*Your task*: An unaltered copy of every line below is the expected output.

[Collection entries]
_____
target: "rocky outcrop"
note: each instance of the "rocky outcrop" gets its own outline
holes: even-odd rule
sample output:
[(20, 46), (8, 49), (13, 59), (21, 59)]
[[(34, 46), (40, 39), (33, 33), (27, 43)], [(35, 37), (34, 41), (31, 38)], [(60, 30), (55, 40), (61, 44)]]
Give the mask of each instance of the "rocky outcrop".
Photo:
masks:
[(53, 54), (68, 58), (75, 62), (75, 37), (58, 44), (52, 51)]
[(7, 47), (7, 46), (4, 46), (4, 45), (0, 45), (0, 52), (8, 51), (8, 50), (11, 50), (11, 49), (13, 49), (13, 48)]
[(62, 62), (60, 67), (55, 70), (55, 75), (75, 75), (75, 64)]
_____
*Written solution*:
target: "rocky outcrop"
note: each instance of the "rocky outcrop" gets its own outline
holes: even-odd rule
sample output:
[(20, 46), (8, 49), (13, 59), (21, 59)]
[[(34, 46), (40, 39), (33, 33), (27, 43)], [(35, 37), (34, 41), (31, 38)], [(60, 30), (55, 40), (61, 44)]]
Give the mask of each instance of the "rocky outcrop".
Photo:
masks:
[(53, 54), (68, 58), (75, 62), (75, 37), (58, 44), (52, 51)]
[(7, 47), (7, 46), (4, 46), (4, 45), (0, 45), (0, 52), (8, 51), (8, 50), (11, 50), (11, 49), (13, 49), (13, 48)]
[(62, 62), (60, 67), (55, 70), (55, 75), (75, 75), (75, 64)]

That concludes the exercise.